"Definisi kesepian yang sebenarnya adalah hidup tanpa tanggung jawab sosial"Â Goenawan Mohamad
Ketika seseorang tak mampu mengungkapkan ide dan gagasan dalam dirinya. Maka yang lahir adalah kekesalan yang memenuhi hatinya. Kekesalan yang paling mudah adalah dengan makian kasar atau kekerasan fisik.
Menurut Hannah Arendt (Teoretikus Politik Jerman 1906-1975), Kekerasan adalah bentuk komunikasi bisu, acapkali dilakukan oleh orang-orang yang belum memahami dirinya. Dari sisi filsafat, seseorang yang belum selesai dengan dirinya, akan menjadi "ancaman" bagi orang lain.
Ancaman itu, secara tak sadar menjadi aura negatif yang mempengaruhi orang lain saat berinteraksi. Jalinan persahabatan bertukar bentuk menjadi permusuhan, kerinduan menjadi kebencian, dan kebahagiaan menjadi penderitaan.
Orang-orang yang terkurung dalam komunikasi bisu, akhirnya terjebak dalam penguasaan amarah. Jika bentuk komunikasi bisu itu adalah kekerasan berupa satu gelas kaca. Tak akan pernah ada penyelesaian masalah jika "diadu" dengan gelas yang lain. Pecahan-pecahan gelas kaca tersebut, bakal menghadirkan "anak-anak" masalah yang semakin banyak.
Sehingga butuh adanya pemantik baru, agar orang-orang tersebut terlepas dari jeratan dan belenggu amarah dalam perangkap komunikasi bisu.
biarkan larik-larik puisi menyepi, menempuh jalan-jalan sunyi
menguji dan menyigi ragam diksi, menebar warna-warni pelangi arti.
Perlawanan Jalan Sunyi Sastra Terhadap Komunikasi Bisu
Ada istilah "sastra adalah pelembut jiwa", dan aku salah satu yang sepakat dengan istilah itu. Parameter sederhananya, banyak kulihat penggiat sastra yang "terperangkap" pada raga yang kasat mata sangar, namun memiliki sentuhan midas yang merontokkan hati para bidadari yang turun menyertai embun di pagi hari. Ahaaay...

## PERINTAH 1
Ambil dari catatan di bawah bagian yang dimulai pada baris yang memuat "of the brown" hingga akhir catatan, termasuk kedua ujungnya. Salin baris-baris itu tanpa perubahan sedikit pun.

## DATA HASIL EKSTRAKSI

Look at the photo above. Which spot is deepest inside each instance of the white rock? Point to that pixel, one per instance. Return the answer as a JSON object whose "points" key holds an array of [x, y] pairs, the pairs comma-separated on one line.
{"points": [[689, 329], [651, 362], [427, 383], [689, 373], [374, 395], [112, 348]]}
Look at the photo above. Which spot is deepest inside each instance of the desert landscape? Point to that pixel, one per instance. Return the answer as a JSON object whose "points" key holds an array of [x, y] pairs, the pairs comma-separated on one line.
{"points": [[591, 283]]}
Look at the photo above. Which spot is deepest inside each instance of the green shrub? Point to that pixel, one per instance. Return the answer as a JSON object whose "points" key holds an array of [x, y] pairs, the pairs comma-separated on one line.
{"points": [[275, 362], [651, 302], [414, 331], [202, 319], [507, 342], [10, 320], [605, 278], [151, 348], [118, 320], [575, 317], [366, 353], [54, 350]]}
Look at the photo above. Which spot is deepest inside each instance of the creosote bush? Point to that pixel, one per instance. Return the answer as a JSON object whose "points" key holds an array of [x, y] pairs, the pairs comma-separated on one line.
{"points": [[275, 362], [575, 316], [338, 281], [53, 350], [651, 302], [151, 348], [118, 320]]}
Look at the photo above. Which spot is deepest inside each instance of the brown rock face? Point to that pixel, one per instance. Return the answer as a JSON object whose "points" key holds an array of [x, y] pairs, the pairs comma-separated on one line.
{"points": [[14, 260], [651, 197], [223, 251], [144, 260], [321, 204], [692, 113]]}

## PERINTAH 2
Dalam teks tentang komunikasi bisu, mengapa kekerasan yang "diadu" dengan kekerasan lain tidak akan menyelesaikan masalah? Jelaskan dalam satu sampai tiga kalimat.

## JAWABAN TERTULIS 1
Look at the photo above. Which spot is deepest inside each instance of the brown rock face? Point to that pixel, one per instance. Return the answer as a JSON object whose "points" key holds an array of [x, y] pairs, the pairs comma-separated on one line.
{"points": [[14, 260], [651, 197], [223, 251], [144, 260], [321, 204], [692, 113]]}

## JAWABAN TERTULIS 2
Teks mengibaratkan kekerasan sebagai gelas kaca. Jika gelas itu diadu dengan gelas lain, yang muncul hanyalah pecahan-pecahan kaca. Pecahan itu justru menghadirkan "anak-anak" masalah yang semakin banyak.